- _TEXTO CITADO_
:::::
Nuestro paseo nos llevó a la Plaza Central, el corazón de la ciudad, donde confluyen las calles Svetlanskaya y Okeanskiy Prospekt. Dimos un paseo por esta última, pero comenzaba a hacérsenos tarde y la calle, más allá de algún comercio decadente y un tráfico que de puro caótico era digno de ver, no parecía demasiado atractiva. De vuelta a la plaza, nos entretuvimos con el Monumento a los Luchadores por el Poder Soviético, una gran composición escultórica en tres piezas que cierra la calle por el sur. Inaugurado en 1961, destaca su parte central, de 30 metros de altura, coronada por un soldado que mira desafiante hacia el este enarbolando una bandera soviética. Simboliza el final de la campaña de liberación del Extremo Oriente ruso frente a las tropas japonesas, que ocupaban la región en 1922. El grupo escultórico del este está dedicado a los marinos y trabajadores sublevados en San Petersburgo en 1917, pisando un águila bicéfala, símbolo de la monarquía zarista. Por contra, el grupo del oeste es un homenaje a los guerrilleros que colaboraron con el Ejercito Rojo en la liberación de la ciudad. Todo con la épica tan del gusto de los regímenes totalitarios. Aunque, realmente, en la retirada nipona tuvo más peso la presión diplomática de los países anglosajones, recelosos de las auténticas intenciones del Japón, que la intervención militar soviética.
En la misma plaza se encuentra la futura Catedral de la Transfiguración, destinada a ser el principal templo ortodoxo de la ciudad. El edificio llevaba llamando nuestra atención desde que habíamos salido a cubierta por primera vez. Era imposible ignorar sus doradas cúpulas con forma de bulbo, coronando las torres a 67 metros de altura. Tras un primer intento de levantar la catedral en 1912, truncado por la Primera Guerra Mundial y la caída de la monarquía zarista, la idea de construir el templo revivió con el fin de la Unión Soviética. Después de varias polémicas sobre su estilo arquitectónico y emplazamiento, finalmente las obras comenzaron en 2012, en el mismo lugar que había sido elegido un siglo atrás. Aunque, durante nuestra visita, el edificio parecía estar prácticamente terminado, todavía lucía un andamio en su fachada principal y por supuesto no estaba abierto al público.
:::::
- _DATOS PROPORCIONADOS_
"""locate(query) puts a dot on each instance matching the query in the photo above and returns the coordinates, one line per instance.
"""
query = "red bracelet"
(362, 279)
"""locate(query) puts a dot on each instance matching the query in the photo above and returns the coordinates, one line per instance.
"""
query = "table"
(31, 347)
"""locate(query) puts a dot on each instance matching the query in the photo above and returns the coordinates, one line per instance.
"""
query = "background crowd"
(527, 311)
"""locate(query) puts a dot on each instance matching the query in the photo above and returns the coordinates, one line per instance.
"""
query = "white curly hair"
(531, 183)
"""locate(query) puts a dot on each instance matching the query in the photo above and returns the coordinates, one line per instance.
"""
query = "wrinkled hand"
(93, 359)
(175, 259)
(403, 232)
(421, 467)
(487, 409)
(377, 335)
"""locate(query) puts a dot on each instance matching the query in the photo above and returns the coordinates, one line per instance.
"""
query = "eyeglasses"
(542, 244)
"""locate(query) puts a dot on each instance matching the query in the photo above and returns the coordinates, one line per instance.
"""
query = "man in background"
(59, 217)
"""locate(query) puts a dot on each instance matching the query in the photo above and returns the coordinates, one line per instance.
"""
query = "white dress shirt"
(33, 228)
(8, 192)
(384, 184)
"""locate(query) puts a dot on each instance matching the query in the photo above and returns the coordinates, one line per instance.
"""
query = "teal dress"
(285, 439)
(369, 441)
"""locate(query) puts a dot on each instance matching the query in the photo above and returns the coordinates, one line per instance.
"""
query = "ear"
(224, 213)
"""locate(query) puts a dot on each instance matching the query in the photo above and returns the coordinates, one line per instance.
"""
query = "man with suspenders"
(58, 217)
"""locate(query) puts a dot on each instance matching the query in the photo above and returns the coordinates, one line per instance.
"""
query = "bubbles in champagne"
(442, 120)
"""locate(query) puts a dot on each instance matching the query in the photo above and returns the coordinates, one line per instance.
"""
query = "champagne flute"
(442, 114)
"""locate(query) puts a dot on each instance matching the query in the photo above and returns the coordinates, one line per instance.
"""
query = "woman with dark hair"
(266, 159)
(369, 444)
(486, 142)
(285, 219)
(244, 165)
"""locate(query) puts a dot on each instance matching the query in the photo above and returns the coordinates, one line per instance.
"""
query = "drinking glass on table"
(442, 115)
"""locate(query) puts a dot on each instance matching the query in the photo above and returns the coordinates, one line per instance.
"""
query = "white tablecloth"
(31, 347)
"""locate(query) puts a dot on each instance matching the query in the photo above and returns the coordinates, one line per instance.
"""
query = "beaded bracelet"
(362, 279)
:::::
Según el texto citado, ¿a qué altura se encuentran las cúpulas doradas de la Catedral de la Transfiguración?

Coronan las torres a 67 metros de altura.